**Segmento de texto**
○ ○ ○ ○

A relação de forças no Brasil trouxe três cenários possíveis no final de mandato de Bolsonaro para a Casa Branca analisar. Todos com suas contradições e menos favoráveis que a normal relação de subordinação do Brasil aos interesses das corporações norte-americanas que marcaram os últimos 60 anos (com interregno nos governos PT), distanciando-nos mais da antiga ordem mundial hegemônica dos EUA.

No primeiro cenário em que Lula vence e Bolsonaro não recorre a golpe, a Casa Branca tenta criar pressão sobre o novo governo através das elites financeiras locais, tentando cativar a maior fatia possível da economia para o programa neoliberal.

Para Biden não seria o parceiro ideal mas traria alguns benefícios para o discurso de consumo interno, com destaque para a agenda ambiental, tema que começa a ser caro à população estadunidense, uma população cada vez mais fustigada pelas catástrofes climáticas.

○ ○ ○ ○

**Seção de dados**
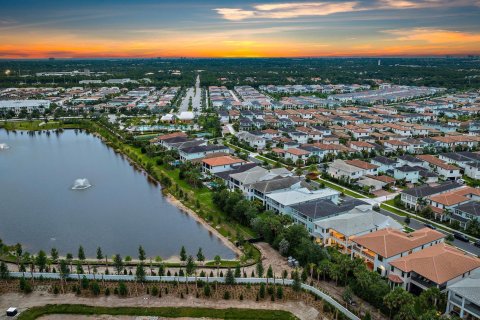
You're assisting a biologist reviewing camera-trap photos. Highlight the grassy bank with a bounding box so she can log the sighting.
[18,304,297,320]
[0,119,260,267]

○ ○ ○ ○

**Tarefas a realizar**
1: Reescreva a passagem do segmento de texto que vai de "No primeiro cenário" até "o programa neoliberal.", inclusive, substituindo "Casa Branca" por "administração norte-americana".
2: De acordo com o segmento de texto, por quantos anos se estendeu a relação de subordinação do Brasil aos interesses das corporações norte-americanas?

**Respostas às tarefas**
1:
No primeiro cenário em que Lula vence e Bolsonaro não recorre a golpe, a administração norte-americana tenta criar pressão sobre o novo governo através das elites financeiras locais, tentando cativar a maior fatia possível da economia para o programa neoliberal.

2: Pelos últimos 60 anos, com interregno nos governos PT.